Passage for review Start Marker

President Obama has insisted that sequestration will be avoided, possibly as part of a broader deal that would seek to contain Medicare and Medicaid costs, along with settling whether to continue at least some of the Bush-era tax cuts that expire at year's end. (File)
Federal agencies and the White House have a variety of short-term stratagems to delay employee furloughs and other effects of budget cuts set to begin early next year, a liberal-leaning research and advocacy group says in a new report.
The Office of Management and Budget, for example, could temporarily accelerate the rate at which it apportions money to agencies on the assumption that Congress would retroactively cancel the reductions soon after they kick in Jan. 2, according to the report by OMB Watch. Agencies in some cases could tap leftover money from previous years that has not been committed to a specific purpose or juggle money among different accounts. A stopgap spending bill running through March specifically allows agencies to tap money from pay and benefits accounts as fast as needed to avert furloughs, the report said.
The cuts, officially known as sequestration, would affect new and existing contracts differently, it added. Contracts negotiated in past years, with funding already in place, would generally be spared, although options exercised after Jan. 2 could face reductions. There “have been many signs that the administration does not plan to substantially rework or reduce funding for existing contracts, even if has the authority to do so,” the report said.

Passage for review End Marker
Recorded information Start Marker

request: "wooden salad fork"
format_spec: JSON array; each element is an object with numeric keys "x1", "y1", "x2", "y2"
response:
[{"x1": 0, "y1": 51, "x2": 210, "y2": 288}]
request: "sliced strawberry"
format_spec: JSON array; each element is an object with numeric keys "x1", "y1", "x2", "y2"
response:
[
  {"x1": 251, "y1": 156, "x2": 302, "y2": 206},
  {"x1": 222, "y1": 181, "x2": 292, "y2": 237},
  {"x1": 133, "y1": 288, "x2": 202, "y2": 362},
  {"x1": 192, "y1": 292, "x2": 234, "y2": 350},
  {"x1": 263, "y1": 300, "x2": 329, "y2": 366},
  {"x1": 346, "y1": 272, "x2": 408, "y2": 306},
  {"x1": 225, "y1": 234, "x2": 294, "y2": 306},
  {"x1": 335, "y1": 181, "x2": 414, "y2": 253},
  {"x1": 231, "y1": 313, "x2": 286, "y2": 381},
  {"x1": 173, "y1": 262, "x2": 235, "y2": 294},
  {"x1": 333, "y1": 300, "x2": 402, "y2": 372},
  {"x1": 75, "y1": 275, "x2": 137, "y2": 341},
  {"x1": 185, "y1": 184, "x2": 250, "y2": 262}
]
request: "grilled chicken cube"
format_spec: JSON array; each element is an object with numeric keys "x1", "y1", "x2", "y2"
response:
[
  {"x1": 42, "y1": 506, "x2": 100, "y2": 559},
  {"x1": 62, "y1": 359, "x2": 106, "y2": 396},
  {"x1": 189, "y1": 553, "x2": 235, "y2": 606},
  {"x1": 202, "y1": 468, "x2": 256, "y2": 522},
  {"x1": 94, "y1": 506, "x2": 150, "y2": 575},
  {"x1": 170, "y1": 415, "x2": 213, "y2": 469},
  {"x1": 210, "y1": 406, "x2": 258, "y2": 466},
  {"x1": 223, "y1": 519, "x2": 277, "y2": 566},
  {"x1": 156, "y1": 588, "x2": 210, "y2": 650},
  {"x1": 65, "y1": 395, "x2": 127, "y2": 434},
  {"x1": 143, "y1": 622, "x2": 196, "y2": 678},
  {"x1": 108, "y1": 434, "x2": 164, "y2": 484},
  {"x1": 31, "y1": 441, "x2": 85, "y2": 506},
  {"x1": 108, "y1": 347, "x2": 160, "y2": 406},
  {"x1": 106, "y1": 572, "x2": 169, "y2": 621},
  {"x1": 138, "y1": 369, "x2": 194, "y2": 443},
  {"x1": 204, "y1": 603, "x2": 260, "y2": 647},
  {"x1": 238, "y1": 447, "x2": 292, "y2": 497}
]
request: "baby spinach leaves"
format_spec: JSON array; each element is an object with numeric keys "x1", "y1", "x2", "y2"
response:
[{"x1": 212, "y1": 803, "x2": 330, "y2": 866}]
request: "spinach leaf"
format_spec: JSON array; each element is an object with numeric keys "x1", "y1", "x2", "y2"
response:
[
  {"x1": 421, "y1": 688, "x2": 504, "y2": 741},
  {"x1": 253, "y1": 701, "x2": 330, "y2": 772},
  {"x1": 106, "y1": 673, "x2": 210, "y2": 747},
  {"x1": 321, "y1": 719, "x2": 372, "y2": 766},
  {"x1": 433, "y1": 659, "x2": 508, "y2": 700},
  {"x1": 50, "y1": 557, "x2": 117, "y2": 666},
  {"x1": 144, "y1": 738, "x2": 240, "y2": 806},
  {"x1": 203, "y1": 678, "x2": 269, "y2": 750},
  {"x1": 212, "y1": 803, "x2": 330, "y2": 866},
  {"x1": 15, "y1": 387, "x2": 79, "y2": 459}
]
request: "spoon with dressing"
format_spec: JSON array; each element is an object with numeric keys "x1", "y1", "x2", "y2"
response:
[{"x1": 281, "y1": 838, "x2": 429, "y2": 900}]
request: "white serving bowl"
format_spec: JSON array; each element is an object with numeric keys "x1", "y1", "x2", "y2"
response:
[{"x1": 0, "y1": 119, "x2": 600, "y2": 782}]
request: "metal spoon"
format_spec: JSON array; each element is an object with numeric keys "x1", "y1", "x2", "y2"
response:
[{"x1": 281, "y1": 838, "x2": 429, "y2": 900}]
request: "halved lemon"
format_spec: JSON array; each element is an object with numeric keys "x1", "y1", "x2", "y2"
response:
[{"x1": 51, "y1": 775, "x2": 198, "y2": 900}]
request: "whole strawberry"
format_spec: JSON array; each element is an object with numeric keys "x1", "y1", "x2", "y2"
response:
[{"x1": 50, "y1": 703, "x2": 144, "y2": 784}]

Recorded information End Marker

◆ **Requirement 1**
Rewrite the stretch of the article on federal budget cuts from "President Obama has" through "a new report.", swapping in "layoffs" wherever "furloughs" appears.
◆ **Requirement 2**
Carry the article on federal budget cuts forward, starting right after its last sentence.
The records have no connection to the article on federal budget cuts.

◆ **Exercise output 1**
President Obama has insisted that sequestration will be avoided, possibly as part of a broader deal that would seek to contain Medicare and Medicaid costs, along with settling whether to continue at least some of the Bush-era tax cuts that expire at year's end. (File)
Federal agencies and the White House have a variety of short-term stratagems to delay employee layoffs and other effects of budget cuts set to begin early next year, a liberal-leaning research and advocacy group says in a new report.

◆ **Exercise output 2**
And although, for example, the Defense Department’s ability to award new contracts would be affected, contractors wouldn’t feel the full impact of the revenue decline for several years, the report said, citing an August study by the Center for Strategic and Budgetary Assessments.
Overall, OMB Watch outlines a less dire picture of sequestration’s immediate impact than contractor lobbies and other groups that forecast massive job losses. OMB Watch’s conclusions, however, assume that sequestration would last no more than a month, followed by retroactive cancellation back to Jan. 2.
The across-the-board cuts, which would total about $109 billion in fiscal 2013, are required by last year’s Budget Control Act unless Congress and the White House come up with another path to reducing future budget deficits by $1.2 trillion through 2021. A final chance to do that will come when lawmakers regroup for a lame-duck session scheduled to start Nov. 13.
For most defense programs, sequestration would mean a 9.4 percent cut for fiscal 2013, while domestic discretionary accounts would take an 8.2 percent hit, according to an OMB overview released in September. Military personnel and the Veterans Affairs Department would be exempted, according to the White House.
So far, the budget office has not published any formal instructions on how agencies should prepare for sequestration.
President Obama has insisted that sequestration will be avoided, possibly as part of a broader deal that would seek to contain Medicare and Medicaid costs, along with settling whether to continue at least some of the Bush-era tax cuts that expire at year’s end.
“It will probably be messy. It won’t be pleasant,” Obama told executives with the Des Moines Register in an interview last month. “But I am absolutely confident that we can get what is the equivalent of the grand bargain that essentially I’ve been offering to the Republicans for a very long time, which is $2.50 worth of cuts for every dollar in spending, and work to reduce the costs of our health care programs,” according to a transcript posted on the Iowa newspaper’s website.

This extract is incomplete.